(Excerpt from a dataset)
** Begin **

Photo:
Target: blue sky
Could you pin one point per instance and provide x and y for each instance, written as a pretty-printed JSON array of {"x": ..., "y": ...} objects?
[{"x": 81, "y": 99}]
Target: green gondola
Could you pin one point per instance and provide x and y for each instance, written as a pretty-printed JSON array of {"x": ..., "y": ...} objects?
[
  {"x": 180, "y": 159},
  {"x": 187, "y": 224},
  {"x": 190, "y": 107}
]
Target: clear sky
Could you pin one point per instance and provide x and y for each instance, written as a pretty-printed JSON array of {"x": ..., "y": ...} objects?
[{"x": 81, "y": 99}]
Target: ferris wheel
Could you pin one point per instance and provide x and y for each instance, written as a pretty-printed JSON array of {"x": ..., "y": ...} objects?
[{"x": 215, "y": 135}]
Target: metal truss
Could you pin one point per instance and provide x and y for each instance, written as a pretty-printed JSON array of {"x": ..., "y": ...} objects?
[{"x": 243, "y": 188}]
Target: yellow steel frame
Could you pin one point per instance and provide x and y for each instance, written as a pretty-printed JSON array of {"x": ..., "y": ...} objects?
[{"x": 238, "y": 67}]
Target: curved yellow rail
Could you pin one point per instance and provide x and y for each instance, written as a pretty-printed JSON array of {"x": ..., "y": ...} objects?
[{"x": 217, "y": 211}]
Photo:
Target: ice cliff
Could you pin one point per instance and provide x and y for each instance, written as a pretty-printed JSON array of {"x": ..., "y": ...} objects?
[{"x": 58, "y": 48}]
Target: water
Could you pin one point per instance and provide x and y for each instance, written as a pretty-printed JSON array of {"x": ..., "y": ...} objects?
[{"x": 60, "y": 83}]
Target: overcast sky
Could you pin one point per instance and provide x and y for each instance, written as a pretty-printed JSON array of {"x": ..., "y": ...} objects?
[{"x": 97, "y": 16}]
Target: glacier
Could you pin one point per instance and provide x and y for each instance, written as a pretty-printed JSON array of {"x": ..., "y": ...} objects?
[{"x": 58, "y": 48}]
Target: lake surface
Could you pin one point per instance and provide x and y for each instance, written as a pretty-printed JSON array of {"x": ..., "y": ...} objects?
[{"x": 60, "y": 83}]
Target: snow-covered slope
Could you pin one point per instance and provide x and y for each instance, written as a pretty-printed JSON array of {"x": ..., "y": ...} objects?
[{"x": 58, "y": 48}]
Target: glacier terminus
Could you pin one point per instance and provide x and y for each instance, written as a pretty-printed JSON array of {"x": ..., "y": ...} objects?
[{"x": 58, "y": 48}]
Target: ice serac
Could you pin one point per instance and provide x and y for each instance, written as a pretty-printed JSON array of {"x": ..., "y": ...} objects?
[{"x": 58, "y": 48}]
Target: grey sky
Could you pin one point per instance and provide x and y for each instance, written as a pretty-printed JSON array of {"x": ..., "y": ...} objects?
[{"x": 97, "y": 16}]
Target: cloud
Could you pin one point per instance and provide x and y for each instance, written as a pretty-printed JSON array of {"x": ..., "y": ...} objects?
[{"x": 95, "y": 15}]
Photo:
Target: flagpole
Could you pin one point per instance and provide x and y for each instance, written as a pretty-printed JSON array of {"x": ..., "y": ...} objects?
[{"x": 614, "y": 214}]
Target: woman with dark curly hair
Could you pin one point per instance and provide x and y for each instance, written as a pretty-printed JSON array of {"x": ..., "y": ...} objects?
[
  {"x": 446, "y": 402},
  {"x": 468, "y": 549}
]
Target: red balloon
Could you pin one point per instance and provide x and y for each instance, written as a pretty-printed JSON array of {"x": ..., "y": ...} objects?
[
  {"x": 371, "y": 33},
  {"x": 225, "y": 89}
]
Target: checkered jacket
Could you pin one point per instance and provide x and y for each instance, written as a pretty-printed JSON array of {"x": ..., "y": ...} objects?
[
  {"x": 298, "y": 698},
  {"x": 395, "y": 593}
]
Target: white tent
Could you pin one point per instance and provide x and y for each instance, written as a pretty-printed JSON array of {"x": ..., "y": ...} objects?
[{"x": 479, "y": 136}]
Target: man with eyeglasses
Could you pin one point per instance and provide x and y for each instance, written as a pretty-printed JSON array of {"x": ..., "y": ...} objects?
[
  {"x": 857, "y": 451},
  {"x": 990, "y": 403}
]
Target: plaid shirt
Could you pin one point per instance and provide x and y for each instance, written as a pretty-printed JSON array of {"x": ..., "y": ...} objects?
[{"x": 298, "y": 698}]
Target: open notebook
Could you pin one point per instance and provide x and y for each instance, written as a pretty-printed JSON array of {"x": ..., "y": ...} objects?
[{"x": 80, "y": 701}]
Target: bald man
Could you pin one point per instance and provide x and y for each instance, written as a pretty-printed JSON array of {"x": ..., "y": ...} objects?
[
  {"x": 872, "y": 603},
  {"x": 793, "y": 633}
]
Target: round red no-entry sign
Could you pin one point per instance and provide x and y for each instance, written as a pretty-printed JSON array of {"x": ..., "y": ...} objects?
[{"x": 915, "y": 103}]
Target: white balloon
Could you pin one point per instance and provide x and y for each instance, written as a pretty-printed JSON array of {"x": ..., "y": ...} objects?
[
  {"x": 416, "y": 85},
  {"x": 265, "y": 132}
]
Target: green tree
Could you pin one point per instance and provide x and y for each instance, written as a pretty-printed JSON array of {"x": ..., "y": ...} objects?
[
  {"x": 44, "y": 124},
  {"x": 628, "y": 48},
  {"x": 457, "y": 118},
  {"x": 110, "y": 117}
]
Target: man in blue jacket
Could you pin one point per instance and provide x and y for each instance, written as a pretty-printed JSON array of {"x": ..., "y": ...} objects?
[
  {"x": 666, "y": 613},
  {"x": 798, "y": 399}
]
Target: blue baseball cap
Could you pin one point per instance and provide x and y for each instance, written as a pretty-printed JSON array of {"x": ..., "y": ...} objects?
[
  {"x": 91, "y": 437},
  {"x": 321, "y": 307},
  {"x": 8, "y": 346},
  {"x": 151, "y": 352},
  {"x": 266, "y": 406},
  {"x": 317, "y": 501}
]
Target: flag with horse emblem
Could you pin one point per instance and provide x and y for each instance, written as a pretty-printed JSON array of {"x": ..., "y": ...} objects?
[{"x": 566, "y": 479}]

** End **

■ Direction ■
Could you replace "pin" with "mark" in the lines running from the one containing "Target: flag with horse emblem" through the end of the excerpt, and give those lines again with nothing else changed?

■ Answer to this problem ■
Target: flag with horse emblem
Could you mark one point per instance and provide x and y for each instance, written as a pretty-printed JSON array of {"x": ..., "y": ...} objects?
[{"x": 566, "y": 479}]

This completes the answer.